··· Texte du document ···
La postvérité si je mens !
Les médias d’information face à la poussée de croissance des mensonges
Fox News aime Donald Trump et Donald Trump le lui rend bien. Après l’avoir soutenu comme candidat républicain au milieu de la dernière décennie, le réseau est devenu une sorte de télé d’État de sa présidence. Le politicien atypique a ensuite accordé le tiers de ses entrevues médiatiques à l’émission de télévision du matin Fox & Friends. Une étude de MediaMatters indique qu’il a tweeté 1146 fois en réaction à cette émission (355 live tweets) et à neuf autres du réseau entre septembre 2018 et août 2020, pour un total de 7,5 % de ses gazouillis pendant cette période.
Le réseau continue de passer la pommade sur le président sortant et perdant. Les animateurs de fin de soirée, dont Tucker Carlson et Sean Hannity, le défendent bec et ongles depuis le début du mois en ânonnant les accusations de fraudes électorales. La bête médiatique semble pourtant en train de muter. Au moins un peu. Fox News adopte maintenant une position ouvertement critique.
Dès le soir de l’élection américaine, avant même plusieurs concurrents réputés de gauche, Fox News accordait la victoire en Arizona à Joe Biden, au grand dam des républicains. La chaîne a même osé déclarer le démocrate gagnant dès le samedi 7 novembre. Encore deux jours, et la diffusion d’une conférence de l’attachée de presse Kayleigh McEnany était arrêtée par l’animateur Neil Cavuto pour contredire à chaud ses prétentions de fraudes électorales.
Fox News rejoint ainsi CNN et d’autres médias (y compris Facebook et Twitter) pratiquant aussi la censure en direct. La logique à l’oeuvre fait bloquer la diffusion des mensonges et des « faits alternatifs » d’un gouvernement de la post-vérité qui les reproduit à une échelle industrielle. Est-ce pour autant une pratique acceptable au pays du Premier amendement garantissant la liberté d’expression absolue ?
Trump, meilleur ennemi
Bien d’autres signes montrent les rapports complexes des médias d’information au pouvoir dans l’Amérique actuelle. Le secteur médiatique (et pas seulement Fox News) a énormément bénéficié de l’entrée en scène de Donald Trump. The New York Times a vu ses abonnements doubler depuis 2016. Sa salle de rédaction emploie maintenant 1700 journalistes, plus que jamais de son histoire étendue sur trois siècles.
··· Données du listing ···
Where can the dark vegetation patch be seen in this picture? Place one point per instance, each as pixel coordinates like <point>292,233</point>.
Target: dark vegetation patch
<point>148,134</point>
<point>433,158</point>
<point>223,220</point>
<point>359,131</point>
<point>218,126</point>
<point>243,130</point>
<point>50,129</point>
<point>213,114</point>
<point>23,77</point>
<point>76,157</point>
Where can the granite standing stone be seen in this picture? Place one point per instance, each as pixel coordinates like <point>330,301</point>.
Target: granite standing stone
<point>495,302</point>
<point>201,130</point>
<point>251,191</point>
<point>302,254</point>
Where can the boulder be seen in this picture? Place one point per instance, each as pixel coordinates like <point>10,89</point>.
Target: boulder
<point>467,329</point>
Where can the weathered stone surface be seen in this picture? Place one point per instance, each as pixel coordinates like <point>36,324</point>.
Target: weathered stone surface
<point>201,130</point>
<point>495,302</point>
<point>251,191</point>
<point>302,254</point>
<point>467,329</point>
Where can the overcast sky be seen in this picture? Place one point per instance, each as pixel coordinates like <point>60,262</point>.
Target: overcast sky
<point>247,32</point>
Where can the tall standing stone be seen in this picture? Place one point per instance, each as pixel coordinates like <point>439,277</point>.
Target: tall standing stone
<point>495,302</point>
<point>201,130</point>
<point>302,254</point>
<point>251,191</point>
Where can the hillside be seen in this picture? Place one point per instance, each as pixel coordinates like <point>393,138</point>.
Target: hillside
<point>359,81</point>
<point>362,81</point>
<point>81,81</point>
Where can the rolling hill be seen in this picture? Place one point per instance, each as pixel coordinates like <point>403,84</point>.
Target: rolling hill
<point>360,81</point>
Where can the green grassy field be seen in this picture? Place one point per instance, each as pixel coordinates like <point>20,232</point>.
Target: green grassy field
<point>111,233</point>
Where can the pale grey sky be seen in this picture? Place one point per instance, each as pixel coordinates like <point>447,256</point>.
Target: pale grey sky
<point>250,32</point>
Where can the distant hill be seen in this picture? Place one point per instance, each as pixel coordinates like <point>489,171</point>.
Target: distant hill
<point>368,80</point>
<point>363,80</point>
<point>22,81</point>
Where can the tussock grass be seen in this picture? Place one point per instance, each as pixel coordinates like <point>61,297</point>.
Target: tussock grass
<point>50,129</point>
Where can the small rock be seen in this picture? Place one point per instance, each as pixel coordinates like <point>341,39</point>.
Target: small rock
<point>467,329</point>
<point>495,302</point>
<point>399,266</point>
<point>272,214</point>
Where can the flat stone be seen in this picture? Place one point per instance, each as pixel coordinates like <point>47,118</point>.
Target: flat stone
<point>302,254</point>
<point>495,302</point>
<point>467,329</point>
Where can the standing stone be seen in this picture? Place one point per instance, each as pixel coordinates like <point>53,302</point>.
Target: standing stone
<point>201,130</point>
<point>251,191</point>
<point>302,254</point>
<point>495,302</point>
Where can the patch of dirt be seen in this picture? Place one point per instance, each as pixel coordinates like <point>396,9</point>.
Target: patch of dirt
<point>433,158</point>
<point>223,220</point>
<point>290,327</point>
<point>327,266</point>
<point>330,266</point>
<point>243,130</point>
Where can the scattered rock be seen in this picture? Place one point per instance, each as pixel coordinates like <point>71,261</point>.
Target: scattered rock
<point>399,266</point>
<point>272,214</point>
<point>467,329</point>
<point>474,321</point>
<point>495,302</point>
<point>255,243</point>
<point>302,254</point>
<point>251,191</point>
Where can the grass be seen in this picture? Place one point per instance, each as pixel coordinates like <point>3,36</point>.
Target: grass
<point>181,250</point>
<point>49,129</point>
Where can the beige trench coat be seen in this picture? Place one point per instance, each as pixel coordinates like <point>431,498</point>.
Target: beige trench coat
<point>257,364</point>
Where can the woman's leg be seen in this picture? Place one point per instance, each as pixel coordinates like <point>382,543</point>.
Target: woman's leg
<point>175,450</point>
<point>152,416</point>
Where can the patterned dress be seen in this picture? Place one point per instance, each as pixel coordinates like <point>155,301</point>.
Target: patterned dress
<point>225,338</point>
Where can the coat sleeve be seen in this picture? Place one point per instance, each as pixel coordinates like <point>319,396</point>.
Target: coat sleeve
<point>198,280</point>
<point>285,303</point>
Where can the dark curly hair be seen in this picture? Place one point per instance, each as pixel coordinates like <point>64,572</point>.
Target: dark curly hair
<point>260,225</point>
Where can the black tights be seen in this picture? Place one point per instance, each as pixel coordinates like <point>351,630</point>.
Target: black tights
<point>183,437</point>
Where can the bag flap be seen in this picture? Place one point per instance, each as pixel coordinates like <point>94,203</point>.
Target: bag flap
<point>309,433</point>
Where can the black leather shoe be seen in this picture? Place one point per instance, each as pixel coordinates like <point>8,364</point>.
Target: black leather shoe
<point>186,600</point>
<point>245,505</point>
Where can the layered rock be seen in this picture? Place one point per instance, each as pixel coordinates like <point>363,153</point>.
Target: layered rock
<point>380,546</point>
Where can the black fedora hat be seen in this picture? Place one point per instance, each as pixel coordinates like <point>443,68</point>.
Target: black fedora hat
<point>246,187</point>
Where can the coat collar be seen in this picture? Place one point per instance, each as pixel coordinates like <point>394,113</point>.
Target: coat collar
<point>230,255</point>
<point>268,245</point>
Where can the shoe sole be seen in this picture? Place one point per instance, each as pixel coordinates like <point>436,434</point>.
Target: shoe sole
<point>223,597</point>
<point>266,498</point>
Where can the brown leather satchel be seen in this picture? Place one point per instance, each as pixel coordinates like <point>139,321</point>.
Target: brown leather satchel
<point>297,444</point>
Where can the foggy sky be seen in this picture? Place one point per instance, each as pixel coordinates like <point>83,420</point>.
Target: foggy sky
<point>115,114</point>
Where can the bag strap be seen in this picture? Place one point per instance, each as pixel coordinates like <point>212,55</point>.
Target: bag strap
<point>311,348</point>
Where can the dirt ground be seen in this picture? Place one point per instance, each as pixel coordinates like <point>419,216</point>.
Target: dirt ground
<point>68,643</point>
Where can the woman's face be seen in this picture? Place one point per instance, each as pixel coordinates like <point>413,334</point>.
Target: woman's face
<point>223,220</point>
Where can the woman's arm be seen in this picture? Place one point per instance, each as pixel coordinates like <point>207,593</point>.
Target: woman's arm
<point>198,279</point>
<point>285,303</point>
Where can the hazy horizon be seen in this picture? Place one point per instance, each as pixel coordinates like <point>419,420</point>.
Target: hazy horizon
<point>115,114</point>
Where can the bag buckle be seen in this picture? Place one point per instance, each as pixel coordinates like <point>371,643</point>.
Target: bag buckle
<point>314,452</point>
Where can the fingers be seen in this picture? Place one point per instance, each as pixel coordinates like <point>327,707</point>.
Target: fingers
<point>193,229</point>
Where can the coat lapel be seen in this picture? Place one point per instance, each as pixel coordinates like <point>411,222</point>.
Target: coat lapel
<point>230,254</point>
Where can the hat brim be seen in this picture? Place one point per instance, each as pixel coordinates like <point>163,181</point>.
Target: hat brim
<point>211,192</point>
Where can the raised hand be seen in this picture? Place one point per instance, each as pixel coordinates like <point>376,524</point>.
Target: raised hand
···
> Consignes:
A – Résumez en deux phrases l'article sur Fox News et Donald Trump.
B – Relevez toutes les personnes nommées dans l'article sur Fox News et Donald Trump.

> Réponses attendues:
A – Fox News a longtemps soutenu Donald Trump, au point de devenir une sorte de télé d'État de sa présidence, mais la chaîne adopte maintenant une position ouvertement critique : elle a accordé la victoire à Joe Biden et a interrompu une conférence de Kayleigh McEnany pour contredire ses prétentions de fraudes électorales. Le secteur médiatique a par ailleurs énormément bénéficié de l'entrée en scène de Donald Trump, et le New York Times a ainsi vu ses abonnements doubler depuis 2016.

B –
- Donald Trump
- Tucker Carlson
- Sean Hannity
- Joe Biden
- Kayleigh McEnany
- Neil Cavuto